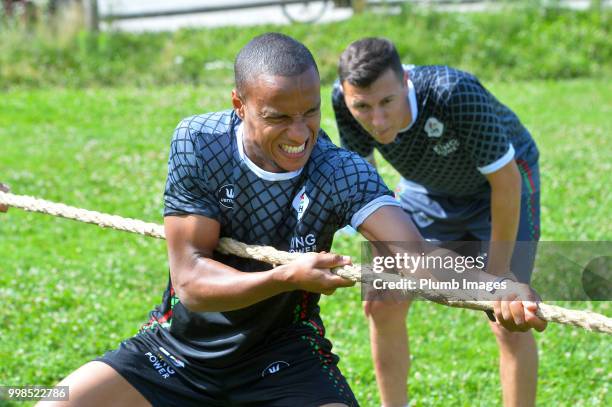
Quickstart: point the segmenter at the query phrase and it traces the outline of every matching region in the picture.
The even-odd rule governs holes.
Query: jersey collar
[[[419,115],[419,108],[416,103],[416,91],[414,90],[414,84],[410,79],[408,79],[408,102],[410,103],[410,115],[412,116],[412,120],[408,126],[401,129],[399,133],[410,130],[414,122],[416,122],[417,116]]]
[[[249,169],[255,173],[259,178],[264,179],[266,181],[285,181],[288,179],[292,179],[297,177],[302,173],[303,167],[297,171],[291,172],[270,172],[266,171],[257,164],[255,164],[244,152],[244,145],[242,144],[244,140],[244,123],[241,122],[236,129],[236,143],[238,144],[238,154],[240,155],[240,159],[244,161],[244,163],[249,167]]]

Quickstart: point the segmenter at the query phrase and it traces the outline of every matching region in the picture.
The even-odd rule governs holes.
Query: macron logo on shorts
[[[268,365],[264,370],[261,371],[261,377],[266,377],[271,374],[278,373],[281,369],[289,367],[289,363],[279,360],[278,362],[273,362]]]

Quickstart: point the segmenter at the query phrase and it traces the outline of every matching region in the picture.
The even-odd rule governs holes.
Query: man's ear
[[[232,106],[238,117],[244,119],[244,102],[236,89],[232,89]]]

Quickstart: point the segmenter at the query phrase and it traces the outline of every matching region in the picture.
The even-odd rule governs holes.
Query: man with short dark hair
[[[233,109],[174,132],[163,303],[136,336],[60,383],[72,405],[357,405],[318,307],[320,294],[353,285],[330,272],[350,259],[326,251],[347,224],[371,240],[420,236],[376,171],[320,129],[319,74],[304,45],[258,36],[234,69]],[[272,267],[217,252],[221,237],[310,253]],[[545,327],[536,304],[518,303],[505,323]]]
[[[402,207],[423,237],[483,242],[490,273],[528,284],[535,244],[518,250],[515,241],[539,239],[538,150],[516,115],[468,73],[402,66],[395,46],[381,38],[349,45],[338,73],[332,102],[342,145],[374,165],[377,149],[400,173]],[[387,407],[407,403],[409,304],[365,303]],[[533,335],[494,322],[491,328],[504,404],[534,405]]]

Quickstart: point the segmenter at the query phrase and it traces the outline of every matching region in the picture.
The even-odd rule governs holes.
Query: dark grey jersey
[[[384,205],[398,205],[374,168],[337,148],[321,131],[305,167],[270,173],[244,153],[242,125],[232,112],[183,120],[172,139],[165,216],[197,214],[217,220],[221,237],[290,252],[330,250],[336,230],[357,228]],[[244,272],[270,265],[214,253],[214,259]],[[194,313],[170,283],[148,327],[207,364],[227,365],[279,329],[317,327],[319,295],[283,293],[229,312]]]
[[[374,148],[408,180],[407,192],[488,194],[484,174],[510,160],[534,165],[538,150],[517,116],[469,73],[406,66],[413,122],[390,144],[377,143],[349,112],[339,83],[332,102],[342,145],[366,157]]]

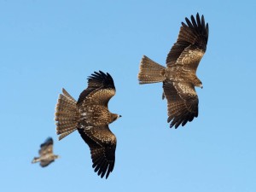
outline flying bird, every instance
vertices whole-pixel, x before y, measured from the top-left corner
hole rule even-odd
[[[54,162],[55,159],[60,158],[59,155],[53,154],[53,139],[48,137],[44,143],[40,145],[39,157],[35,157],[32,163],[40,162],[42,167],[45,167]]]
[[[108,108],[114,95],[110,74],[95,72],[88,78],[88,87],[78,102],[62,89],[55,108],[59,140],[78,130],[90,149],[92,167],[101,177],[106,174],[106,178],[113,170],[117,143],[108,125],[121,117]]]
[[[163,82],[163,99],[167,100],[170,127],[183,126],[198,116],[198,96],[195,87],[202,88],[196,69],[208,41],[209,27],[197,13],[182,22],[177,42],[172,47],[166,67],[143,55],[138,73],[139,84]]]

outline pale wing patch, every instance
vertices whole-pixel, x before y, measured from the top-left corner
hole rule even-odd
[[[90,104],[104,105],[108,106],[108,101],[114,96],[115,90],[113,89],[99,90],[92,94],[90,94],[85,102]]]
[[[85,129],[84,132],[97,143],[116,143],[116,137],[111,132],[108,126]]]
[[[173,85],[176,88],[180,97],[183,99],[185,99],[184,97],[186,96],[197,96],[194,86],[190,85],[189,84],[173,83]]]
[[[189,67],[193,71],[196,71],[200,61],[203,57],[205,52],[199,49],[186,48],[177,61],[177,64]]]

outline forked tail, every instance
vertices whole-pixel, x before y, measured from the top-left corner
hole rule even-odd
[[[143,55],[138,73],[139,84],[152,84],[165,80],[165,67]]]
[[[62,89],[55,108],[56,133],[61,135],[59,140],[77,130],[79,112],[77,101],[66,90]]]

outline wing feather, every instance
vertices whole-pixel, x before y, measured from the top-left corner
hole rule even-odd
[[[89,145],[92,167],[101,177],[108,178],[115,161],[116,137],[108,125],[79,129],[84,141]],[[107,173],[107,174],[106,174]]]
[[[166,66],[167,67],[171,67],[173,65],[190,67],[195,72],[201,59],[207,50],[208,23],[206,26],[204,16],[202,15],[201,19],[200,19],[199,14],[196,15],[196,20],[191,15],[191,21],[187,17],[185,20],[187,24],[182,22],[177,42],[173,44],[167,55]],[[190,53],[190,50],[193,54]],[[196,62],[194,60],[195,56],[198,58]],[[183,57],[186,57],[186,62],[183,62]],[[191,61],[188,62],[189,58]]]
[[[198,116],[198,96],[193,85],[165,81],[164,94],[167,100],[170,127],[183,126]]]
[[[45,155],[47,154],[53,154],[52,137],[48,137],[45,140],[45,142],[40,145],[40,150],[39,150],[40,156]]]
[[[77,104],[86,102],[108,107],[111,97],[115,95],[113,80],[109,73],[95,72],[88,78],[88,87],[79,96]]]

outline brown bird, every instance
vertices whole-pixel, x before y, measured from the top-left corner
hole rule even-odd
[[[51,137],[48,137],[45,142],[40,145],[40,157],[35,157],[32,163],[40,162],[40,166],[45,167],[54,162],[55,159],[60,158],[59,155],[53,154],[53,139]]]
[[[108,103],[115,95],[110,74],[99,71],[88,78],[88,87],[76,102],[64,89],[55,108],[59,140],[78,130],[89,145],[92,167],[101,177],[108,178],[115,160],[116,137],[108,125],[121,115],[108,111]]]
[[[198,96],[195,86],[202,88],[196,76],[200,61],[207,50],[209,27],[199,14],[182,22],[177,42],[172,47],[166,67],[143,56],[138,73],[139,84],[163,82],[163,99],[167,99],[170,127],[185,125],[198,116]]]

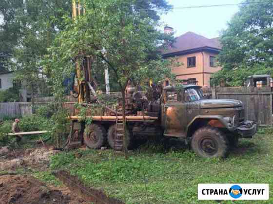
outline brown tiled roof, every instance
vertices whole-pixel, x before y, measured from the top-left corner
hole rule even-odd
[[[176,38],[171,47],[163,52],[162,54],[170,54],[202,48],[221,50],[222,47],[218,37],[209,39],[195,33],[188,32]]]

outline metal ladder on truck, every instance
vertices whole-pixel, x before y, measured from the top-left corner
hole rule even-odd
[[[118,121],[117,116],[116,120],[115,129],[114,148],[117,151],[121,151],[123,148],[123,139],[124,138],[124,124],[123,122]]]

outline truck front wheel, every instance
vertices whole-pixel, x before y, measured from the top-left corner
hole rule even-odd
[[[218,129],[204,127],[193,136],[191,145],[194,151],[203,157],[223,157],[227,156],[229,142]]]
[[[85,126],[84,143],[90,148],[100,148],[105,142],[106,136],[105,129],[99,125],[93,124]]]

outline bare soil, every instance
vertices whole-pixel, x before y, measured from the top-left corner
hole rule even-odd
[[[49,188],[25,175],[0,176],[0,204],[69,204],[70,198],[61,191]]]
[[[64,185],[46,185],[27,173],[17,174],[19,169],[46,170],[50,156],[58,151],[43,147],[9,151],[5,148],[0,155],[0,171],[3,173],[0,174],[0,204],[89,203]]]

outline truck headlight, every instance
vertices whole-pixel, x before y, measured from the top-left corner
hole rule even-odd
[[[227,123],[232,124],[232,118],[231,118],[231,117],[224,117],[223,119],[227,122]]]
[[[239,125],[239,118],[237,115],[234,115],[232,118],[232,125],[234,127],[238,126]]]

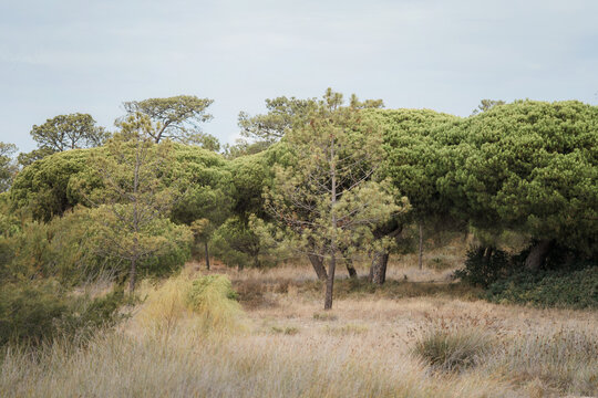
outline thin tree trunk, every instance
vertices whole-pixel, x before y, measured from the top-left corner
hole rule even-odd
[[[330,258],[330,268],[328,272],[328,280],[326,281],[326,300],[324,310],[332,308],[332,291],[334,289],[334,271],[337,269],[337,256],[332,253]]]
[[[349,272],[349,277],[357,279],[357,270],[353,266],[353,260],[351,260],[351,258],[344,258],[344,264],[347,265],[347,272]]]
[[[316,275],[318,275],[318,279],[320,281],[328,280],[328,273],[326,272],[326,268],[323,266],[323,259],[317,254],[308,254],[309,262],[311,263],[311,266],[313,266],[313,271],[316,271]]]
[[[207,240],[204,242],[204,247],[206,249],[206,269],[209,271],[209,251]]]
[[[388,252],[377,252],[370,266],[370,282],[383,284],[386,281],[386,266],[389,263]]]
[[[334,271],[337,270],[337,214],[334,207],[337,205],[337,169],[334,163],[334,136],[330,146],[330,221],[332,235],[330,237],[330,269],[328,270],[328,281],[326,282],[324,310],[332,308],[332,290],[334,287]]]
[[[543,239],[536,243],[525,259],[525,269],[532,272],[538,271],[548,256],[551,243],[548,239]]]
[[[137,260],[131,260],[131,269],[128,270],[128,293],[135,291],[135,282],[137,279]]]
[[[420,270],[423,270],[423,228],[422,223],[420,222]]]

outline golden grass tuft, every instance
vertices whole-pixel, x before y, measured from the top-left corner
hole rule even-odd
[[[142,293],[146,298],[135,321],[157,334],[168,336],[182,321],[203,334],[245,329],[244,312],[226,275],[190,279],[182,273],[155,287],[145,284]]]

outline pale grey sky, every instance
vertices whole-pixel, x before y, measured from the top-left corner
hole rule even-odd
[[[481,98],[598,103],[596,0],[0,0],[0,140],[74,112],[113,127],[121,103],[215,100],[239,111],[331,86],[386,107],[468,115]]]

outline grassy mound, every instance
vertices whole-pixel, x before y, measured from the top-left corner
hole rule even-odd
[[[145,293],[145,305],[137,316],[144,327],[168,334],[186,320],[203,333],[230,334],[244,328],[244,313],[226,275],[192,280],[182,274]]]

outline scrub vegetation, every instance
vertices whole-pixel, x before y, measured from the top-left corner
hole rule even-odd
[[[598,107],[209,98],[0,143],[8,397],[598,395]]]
• • •
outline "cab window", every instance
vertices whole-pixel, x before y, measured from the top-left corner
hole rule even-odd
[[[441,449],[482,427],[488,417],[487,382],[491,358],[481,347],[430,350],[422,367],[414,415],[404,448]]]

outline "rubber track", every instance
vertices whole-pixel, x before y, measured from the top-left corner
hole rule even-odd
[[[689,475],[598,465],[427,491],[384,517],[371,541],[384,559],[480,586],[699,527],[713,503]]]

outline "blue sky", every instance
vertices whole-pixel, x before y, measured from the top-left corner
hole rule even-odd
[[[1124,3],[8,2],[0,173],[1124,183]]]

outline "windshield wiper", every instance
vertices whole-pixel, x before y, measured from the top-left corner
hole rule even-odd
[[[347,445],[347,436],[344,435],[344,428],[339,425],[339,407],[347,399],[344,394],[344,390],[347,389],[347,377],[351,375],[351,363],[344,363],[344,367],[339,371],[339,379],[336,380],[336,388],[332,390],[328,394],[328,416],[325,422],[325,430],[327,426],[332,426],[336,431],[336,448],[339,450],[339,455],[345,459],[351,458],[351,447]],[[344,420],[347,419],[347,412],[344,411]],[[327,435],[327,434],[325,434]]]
• • •
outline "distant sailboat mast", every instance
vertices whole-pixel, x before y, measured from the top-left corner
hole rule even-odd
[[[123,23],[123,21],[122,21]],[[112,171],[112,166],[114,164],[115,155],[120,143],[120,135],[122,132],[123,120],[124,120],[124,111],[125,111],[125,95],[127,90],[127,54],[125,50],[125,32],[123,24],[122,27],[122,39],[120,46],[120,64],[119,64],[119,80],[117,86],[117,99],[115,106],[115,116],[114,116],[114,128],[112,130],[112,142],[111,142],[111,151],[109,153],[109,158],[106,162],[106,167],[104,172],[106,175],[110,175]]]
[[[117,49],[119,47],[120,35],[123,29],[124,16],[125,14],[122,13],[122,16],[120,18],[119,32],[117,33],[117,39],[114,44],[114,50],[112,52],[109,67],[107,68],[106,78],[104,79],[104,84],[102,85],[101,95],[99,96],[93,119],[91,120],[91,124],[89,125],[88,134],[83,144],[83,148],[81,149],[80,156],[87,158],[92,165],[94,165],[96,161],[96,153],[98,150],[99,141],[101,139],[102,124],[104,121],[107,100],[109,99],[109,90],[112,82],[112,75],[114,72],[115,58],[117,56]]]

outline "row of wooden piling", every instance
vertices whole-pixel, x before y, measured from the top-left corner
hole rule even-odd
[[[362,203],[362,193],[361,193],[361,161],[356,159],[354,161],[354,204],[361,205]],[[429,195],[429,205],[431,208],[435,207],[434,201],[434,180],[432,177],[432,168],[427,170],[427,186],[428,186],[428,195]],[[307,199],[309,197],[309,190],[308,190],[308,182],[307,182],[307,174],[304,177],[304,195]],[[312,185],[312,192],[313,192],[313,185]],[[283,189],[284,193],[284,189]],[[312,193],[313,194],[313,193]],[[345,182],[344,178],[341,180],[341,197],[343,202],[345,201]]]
• • •
EXERCISE INSTRUCTIONS: Rewrite the material starting with the line with "outline thin tree trunk, every instance" and going on through the line with "[[[598,107],[209,98],[0,143],[8,397],[598,395]]]", replacing "whole-pixel" with "integer-pixel" and leaving everything else unchanged.

WORKED ANSWER:
outline thin tree trunk, every instance
vertices integer-pixel, x before y, measured from the top-left corner
hole rule even-odd
[[[330,258],[330,268],[328,272],[328,280],[326,281],[326,300],[324,310],[332,308],[332,291],[334,289],[334,271],[337,269],[337,256],[332,253]]]
[[[349,272],[349,277],[357,279],[357,270],[353,266],[353,260],[351,260],[351,258],[344,258],[344,264],[347,265],[347,272]]]
[[[316,275],[318,275],[318,279],[320,281],[328,280],[328,273],[326,272],[326,268],[323,266],[323,259],[317,254],[308,254],[309,262],[311,263],[311,266],[313,266],[313,271],[316,271]]]
[[[207,240],[204,242],[204,247],[206,249],[206,269],[209,271],[209,251]]]
[[[388,252],[377,252],[370,266],[370,282],[383,284],[386,281],[386,266],[389,263]]]
[[[334,271],[337,270],[337,214],[334,207],[337,205],[337,169],[334,163],[334,136],[330,146],[330,221],[332,235],[330,237],[330,269],[328,270],[328,281],[326,282],[324,310],[332,308],[332,290],[334,287]]]
[[[543,239],[536,243],[525,259],[525,269],[532,272],[538,271],[548,256],[551,243],[548,239]]]
[[[137,260],[131,260],[131,269],[128,270],[128,293],[135,291],[135,282],[137,279]]]
[[[420,270],[423,270],[423,228],[422,223],[420,222]]]

outline golden grass tuft, every instance
vertices integer-pixel, x before y, measured from the top-left corner
hole rule even-odd
[[[142,293],[146,298],[135,321],[157,334],[168,336],[182,321],[203,334],[245,329],[244,312],[226,275],[190,279],[182,273],[155,287],[145,284]]]

outline pale grey sky, every instance
vertices integer-pixel, x before y, measured from the top-left corner
hole rule even-odd
[[[481,98],[598,103],[596,0],[0,0],[0,140],[74,112],[113,127],[121,103],[215,100],[239,111],[331,86],[386,107],[468,115]]]

outline grassy mound, every instance
vertices integer-pixel, x before y, measured from the top-left corner
hole rule even-odd
[[[145,293],[145,305],[137,316],[144,327],[168,334],[186,320],[203,333],[230,334],[244,328],[244,313],[226,275],[192,280],[182,274]]]

outline scrub vegetation, every instance
vertices integer-pixel, x before y, measured from the top-left corner
hole rule even-odd
[[[598,107],[209,98],[0,143],[8,397],[598,395]]]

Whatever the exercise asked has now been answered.